### Page
Properties of rings in groups, let (R, +, ×) be a ring. Since (R, +) is a group, all the group properties for addition hold in R. (real number)
The unique identity of the additive group is called the zero element of the ring, and we denote it by 0. Thus, a + 0 = 0 + a = a for every a ∈ R (a. is a part of real number).
We denote the unique additive inverse of an element a by – a and write as a + (-a) = a -a = 0 and a + (-b)= a – b. We note that the properties of the additive inverse and the zero element give us the cancellation law.
If a + b = a + c, b = c, a unique solution x = b – a, of the equation a + x = b and the rule – (- a) = a, if n ∈ Z and n > 0.
Furthermore,
we define n×a = a + a + a +……..a(n term).

### Stated exercise A
Answer these questions about the passage on ring properties:
(i) What is the unique identity of the additive group of a ring called, and what symbol denotes it?
(ii) How is the unique additive inverse of an element a written?
(iii) Which law follows from the properties of the additive inverse and the zero element?
### Stated exercise B
Carry on the passage on ring properties from its last sentence, in the same technical style.

[Raw records]
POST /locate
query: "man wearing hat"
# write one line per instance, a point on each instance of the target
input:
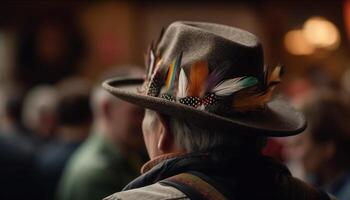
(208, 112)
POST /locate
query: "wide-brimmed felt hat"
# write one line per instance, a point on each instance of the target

...

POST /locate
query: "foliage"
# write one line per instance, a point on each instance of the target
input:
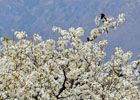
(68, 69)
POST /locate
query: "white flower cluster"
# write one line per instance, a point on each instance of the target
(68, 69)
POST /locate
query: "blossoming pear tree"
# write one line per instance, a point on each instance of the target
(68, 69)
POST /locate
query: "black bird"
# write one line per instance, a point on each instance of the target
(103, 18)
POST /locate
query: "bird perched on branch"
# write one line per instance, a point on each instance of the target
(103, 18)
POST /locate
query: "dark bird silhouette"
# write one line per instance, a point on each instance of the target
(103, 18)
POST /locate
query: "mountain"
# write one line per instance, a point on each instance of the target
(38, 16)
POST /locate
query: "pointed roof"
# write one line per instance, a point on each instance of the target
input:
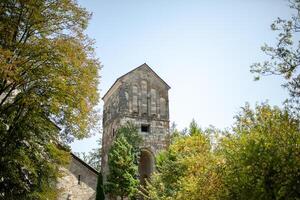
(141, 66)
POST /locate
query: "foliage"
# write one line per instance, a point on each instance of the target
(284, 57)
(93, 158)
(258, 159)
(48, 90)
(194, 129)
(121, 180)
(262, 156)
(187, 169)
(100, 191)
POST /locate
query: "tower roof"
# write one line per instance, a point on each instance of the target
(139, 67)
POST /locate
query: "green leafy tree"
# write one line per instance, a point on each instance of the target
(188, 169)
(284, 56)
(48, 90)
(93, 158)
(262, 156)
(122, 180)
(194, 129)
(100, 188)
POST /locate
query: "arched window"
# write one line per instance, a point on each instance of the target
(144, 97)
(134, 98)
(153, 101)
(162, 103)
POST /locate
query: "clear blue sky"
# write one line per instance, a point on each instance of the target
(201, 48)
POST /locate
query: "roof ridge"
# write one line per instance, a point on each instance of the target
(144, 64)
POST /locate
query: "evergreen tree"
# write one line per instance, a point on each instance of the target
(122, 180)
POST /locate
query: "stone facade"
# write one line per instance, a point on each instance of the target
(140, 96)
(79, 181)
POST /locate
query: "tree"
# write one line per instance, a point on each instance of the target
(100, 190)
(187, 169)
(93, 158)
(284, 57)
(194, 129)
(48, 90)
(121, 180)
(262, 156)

### Task answer A
(i) It is called the zero element of the ring, denoted 0.
(ii) It is written –a.
(iii) The cancellation law.

### Task answer B
If n< 0 we define n.a = (-a)+(-a)+(-a)…….(-a)(n terms). And if n = 0,
we define 0a = 0, Where 0 ∈ Z on the left side of the equation and 0 ∈ R on the right side.
The reader may note that n.a, is not to be considered As a product of n and a. in the ring, for the integer+ n may not be in the ring at all.
The equation 0×a = 0 holds also 0 ∈ R on both sides.
Properties of rings in groups:
EXAMPLE BY THEOREM:
If (R, +, ×) is a ring with additive identity 0, then, for all a, b ∈ R we have
(1) a×0 = 0×a = 0
(2) a(-b) = (-a)b = -ab
(3) (-a)(-b)= ab
PROOF:
(1) a 0 = a(0 +0) = a 0 + a 0
Hence, 0 + a 0 =a 0 + a 0
by the cancellation law for the additive group (R, +),
we have
0 = a 0
likewise,
0 a = (0 + 0)a = 0 a + 0 a implies 0 a = 0
(2) a(-b) = (-a)b = -a b
proof:
By definition, – (ab) is the element which added to ab gives 0. Thus, in order to show
a(-b) = -(ab), we must show a(-b) +ab = 0 by the left distribution Law
a (-b) +ab = a (-b+ b) = a 0 = 0
similarly, (-a) b+ab = (-a + a) b = ob= 0
The result follows from the above equation.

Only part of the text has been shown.